**Entries from a data collection:**
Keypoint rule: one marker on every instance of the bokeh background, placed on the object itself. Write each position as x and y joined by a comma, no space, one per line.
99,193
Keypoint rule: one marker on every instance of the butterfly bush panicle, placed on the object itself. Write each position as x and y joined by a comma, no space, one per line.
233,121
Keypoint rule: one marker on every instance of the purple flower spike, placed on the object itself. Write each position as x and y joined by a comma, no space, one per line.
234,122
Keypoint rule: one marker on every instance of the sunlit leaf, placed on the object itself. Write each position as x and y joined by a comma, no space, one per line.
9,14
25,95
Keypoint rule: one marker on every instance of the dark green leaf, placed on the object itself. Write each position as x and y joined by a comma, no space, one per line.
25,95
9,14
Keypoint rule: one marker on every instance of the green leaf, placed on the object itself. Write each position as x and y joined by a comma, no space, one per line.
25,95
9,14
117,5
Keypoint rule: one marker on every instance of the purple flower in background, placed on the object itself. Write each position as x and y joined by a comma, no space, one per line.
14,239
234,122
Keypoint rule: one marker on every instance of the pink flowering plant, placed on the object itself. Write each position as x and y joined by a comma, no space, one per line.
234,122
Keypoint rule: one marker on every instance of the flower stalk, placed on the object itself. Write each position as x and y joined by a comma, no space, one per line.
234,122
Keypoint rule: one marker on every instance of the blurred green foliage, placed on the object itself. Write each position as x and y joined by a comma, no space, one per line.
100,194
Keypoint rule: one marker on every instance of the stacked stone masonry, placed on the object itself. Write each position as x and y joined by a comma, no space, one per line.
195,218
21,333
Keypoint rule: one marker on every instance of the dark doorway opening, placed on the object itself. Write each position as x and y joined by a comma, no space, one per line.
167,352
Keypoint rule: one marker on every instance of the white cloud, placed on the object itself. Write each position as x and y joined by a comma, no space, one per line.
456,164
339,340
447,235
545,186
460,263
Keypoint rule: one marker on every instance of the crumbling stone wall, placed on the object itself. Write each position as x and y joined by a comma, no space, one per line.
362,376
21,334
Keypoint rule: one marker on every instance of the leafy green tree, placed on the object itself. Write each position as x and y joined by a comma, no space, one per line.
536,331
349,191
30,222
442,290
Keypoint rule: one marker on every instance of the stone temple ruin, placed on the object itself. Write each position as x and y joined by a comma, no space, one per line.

**SHORT TASK:**
Could you rewrite every line from the one containing "Keypoint rule: one marker on every instance of the crumbling" through the end of the entries, inclusive, keeping each request as is but scaling each coordinate in the answers by 0.5 and rounding to whole numbers, with halves rounded up?

**SOLUTION:**
Keypoint rule: one marker on every instance of the crumbling stone wall, placed on the object itself. Write each position as x and y joined by a comma, no space, one per line.
181,188
11,167
Keypoint rule: one marker on every instance of the leafy green tree, placed on the object itself. Write each position as x and y joined by a comma, no space, one per line.
268,166
175,96
15,111
221,145
Keypoint rule: one marker on every instance of the stone temple ruin, placed on the object itself. Write each position as x and y joined by a comma, no space, one per line.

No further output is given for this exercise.